What you are asked to do: Reproduce the listing word for word, starting at its first line and ending at the line containing "361L191 354L181 351L168", with both of those lines included.

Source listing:
---+---

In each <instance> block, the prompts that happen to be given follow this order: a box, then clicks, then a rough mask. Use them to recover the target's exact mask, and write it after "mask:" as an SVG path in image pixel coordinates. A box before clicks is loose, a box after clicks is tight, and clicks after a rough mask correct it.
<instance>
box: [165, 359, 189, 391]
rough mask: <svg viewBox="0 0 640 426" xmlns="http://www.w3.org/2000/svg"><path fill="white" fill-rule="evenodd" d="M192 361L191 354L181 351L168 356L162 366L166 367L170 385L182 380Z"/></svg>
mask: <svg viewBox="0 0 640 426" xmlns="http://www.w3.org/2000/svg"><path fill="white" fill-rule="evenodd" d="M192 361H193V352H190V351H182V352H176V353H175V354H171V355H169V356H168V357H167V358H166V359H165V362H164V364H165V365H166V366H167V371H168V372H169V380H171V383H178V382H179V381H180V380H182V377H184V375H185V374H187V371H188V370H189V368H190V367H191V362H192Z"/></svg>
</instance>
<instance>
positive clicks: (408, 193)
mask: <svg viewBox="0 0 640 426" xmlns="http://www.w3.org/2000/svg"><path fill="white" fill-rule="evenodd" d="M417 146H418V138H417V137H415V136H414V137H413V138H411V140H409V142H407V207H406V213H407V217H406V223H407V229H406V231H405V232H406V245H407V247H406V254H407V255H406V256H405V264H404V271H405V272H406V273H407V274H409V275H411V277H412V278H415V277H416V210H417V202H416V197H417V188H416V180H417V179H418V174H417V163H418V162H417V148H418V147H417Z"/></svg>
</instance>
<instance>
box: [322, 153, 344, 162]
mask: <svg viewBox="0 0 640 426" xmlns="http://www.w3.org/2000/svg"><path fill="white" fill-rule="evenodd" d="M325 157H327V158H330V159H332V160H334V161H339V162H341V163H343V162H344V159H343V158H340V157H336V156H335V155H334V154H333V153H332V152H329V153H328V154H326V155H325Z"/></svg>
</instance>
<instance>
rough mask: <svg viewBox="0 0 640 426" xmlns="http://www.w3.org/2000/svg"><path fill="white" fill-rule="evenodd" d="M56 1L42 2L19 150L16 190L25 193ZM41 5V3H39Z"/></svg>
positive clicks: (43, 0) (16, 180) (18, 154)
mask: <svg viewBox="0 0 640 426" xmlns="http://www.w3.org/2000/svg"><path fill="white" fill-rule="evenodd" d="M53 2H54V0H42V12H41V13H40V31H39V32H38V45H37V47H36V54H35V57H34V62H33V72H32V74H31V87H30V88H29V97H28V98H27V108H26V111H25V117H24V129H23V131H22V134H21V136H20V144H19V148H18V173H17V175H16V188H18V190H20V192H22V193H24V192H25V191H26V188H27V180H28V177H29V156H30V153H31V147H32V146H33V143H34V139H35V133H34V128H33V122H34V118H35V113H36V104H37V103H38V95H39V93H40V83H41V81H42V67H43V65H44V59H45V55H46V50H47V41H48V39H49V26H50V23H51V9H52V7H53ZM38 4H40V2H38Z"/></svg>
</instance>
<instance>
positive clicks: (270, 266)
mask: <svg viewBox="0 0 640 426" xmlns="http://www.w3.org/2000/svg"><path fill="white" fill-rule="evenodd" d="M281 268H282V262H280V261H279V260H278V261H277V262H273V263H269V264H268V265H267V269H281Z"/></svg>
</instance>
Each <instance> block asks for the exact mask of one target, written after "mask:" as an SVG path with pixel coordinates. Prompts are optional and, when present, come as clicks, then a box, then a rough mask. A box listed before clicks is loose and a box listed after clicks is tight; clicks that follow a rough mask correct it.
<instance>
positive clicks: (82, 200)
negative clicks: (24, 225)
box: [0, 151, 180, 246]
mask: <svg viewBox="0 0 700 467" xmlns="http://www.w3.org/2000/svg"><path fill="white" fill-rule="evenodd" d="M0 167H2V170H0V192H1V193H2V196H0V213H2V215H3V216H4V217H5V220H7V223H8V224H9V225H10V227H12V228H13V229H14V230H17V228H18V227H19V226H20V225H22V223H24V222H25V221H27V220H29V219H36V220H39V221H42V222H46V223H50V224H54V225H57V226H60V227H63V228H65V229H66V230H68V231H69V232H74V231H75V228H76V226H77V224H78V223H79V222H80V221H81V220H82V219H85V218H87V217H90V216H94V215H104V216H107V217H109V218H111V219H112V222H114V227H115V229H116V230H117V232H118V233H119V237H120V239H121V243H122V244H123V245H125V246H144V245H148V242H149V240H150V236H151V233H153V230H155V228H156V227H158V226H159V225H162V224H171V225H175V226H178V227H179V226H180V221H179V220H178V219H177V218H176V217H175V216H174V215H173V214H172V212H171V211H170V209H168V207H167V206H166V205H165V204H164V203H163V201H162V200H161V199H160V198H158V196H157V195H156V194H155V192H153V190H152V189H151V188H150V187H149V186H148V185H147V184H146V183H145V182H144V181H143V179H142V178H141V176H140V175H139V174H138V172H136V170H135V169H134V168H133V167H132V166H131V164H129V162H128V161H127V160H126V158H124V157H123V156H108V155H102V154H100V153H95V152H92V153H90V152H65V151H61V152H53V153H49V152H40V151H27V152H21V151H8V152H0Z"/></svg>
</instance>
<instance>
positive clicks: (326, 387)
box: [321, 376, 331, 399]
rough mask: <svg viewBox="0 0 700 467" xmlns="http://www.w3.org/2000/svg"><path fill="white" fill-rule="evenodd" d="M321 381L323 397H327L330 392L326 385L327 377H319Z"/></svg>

---+---

Finished exercise:
In each <instance> block, the prompts that happen to be given follow this order: a box, then clicks, then a rough mask. Use them to recover the target's exact mask, and write it after "mask:" as an SVG path in image pixel coordinates. A box before clicks is loose, a box after clicks is tight, and clicks after a rough mask correct it.
<instance>
box: [165, 359, 189, 391]
rough mask: <svg viewBox="0 0 640 426" xmlns="http://www.w3.org/2000/svg"><path fill="white" fill-rule="evenodd" d="M192 361L191 354L181 351L168 356L162 366L166 367L170 385L182 380Z"/></svg>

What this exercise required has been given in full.